ENTRIES SHOWN:
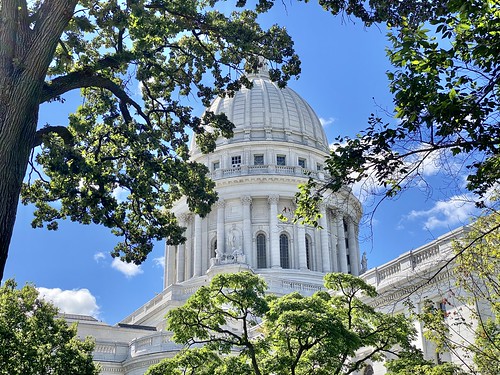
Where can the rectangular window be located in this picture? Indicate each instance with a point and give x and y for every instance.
(280, 160)
(236, 161)
(258, 160)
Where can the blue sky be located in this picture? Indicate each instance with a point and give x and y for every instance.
(343, 78)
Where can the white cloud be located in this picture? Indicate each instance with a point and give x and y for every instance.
(159, 262)
(325, 122)
(76, 301)
(128, 269)
(446, 213)
(99, 256)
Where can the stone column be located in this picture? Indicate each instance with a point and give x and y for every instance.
(197, 246)
(353, 247)
(185, 220)
(339, 219)
(169, 265)
(325, 241)
(301, 234)
(274, 240)
(220, 227)
(247, 231)
(181, 262)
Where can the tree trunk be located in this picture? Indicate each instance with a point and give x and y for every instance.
(18, 119)
(26, 51)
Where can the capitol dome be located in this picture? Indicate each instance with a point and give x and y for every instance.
(267, 112)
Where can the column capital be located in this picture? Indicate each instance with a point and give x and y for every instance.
(246, 200)
(184, 218)
(220, 203)
(273, 199)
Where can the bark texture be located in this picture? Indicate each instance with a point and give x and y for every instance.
(27, 45)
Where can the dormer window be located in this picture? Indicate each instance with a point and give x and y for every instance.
(236, 161)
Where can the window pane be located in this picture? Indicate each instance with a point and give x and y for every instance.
(284, 258)
(308, 252)
(261, 251)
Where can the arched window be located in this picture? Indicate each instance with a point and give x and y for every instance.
(261, 251)
(308, 252)
(284, 254)
(213, 248)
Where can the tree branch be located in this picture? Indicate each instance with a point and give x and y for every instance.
(87, 78)
(61, 131)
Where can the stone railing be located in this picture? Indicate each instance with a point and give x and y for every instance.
(425, 258)
(110, 352)
(245, 170)
(158, 342)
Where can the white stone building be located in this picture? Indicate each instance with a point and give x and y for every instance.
(278, 143)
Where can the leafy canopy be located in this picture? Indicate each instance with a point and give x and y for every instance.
(35, 341)
(123, 160)
(446, 90)
(243, 331)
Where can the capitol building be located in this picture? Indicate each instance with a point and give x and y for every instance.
(278, 144)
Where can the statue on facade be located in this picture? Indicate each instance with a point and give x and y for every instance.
(364, 263)
(234, 240)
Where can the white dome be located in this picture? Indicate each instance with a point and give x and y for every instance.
(266, 112)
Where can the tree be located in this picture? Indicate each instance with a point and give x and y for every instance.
(242, 331)
(446, 86)
(35, 341)
(117, 141)
(414, 363)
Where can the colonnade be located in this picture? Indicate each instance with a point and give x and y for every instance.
(332, 249)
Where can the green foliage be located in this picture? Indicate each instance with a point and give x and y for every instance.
(245, 332)
(445, 86)
(34, 341)
(414, 363)
(123, 160)
(477, 272)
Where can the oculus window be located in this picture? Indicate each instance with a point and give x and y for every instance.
(258, 160)
(236, 161)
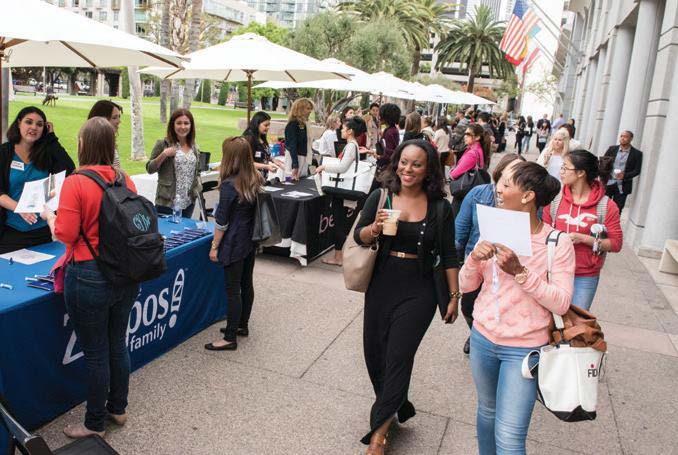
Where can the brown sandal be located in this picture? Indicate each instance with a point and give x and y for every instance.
(377, 445)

REQUIRED ACTION: Repeat exactly and only the lines from the one holding "Where can the statue" through the final line of the entries; no pictures.

RESPONSE TO THIS TASK:
Where can the statue on facade be located in this picture? Indicate each instance with a point and give x and y for every instance.
(364, 263)
(234, 240)
Where can the white dome be located in this picture? Indicate each instance with a point and give x and y for every instance.
(266, 112)
Where can the tree be located in this picture? Indicate each instance with a point and give x and y for every instance.
(242, 331)
(446, 86)
(35, 341)
(117, 141)
(414, 363)
Where can the colonnade be located in this picture? Indicate each instance with a point and give x and y for every instance.
(332, 249)
Where can the green foliage be located in this picture? Indicate each instance with a point and give x and y for every instance.
(245, 332)
(445, 86)
(34, 341)
(414, 363)
(123, 160)
(477, 272)
Where can the oculus window be located in this picture? Indicate each instance with a point and give x and y for every instance.
(258, 160)
(236, 161)
Where can the brown sandal be located in this picture? Indicate each instance with a point and give x and y for every instance.
(377, 445)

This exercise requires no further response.